[[ Provided data open ]]

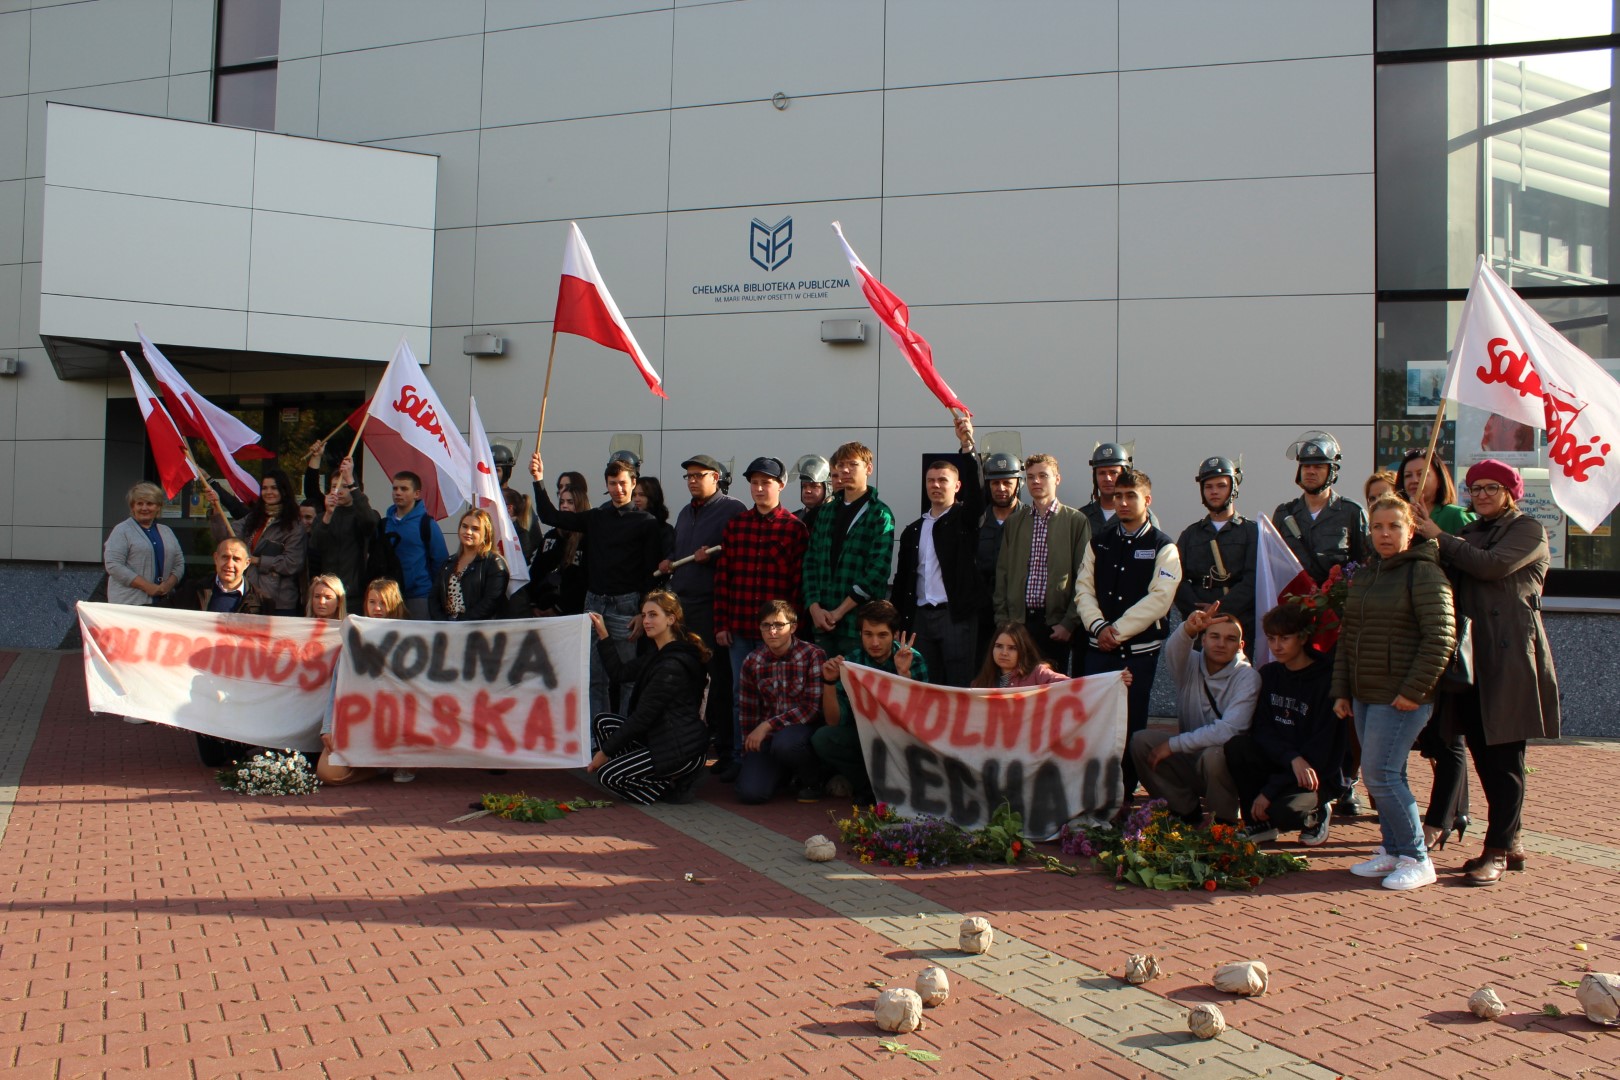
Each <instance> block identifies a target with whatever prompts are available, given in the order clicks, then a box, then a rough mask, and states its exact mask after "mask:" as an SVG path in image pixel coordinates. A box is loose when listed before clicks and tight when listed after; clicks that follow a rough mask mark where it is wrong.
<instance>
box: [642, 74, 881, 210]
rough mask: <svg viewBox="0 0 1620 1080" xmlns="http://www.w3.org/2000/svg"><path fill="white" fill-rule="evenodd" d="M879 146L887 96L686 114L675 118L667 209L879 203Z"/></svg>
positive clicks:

[[ Provided data closed ]]

_What you will do:_
Rewrite the records above with every "rough mask" replaced by "coarse mask" and nothing else changed. Leave the pictures out.

_Reply to the task:_
Each <instance> block identifies a target with whatever prompts are available, given in the order clicks, then a box, then a coarse mask, and states its exact mask after "mask:" as an SVG path in image pixel coordinates. A box is loose when listed before clicks and tight when listed after; clicks that follow a coarse mask mark where it is wrong.
<instance>
box: [642, 74, 881, 210]
coarse mask: <svg viewBox="0 0 1620 1080" xmlns="http://www.w3.org/2000/svg"><path fill="white" fill-rule="evenodd" d="M879 146L887 96L686 114L675 118L667 209L879 203Z"/></svg>
positive clicks:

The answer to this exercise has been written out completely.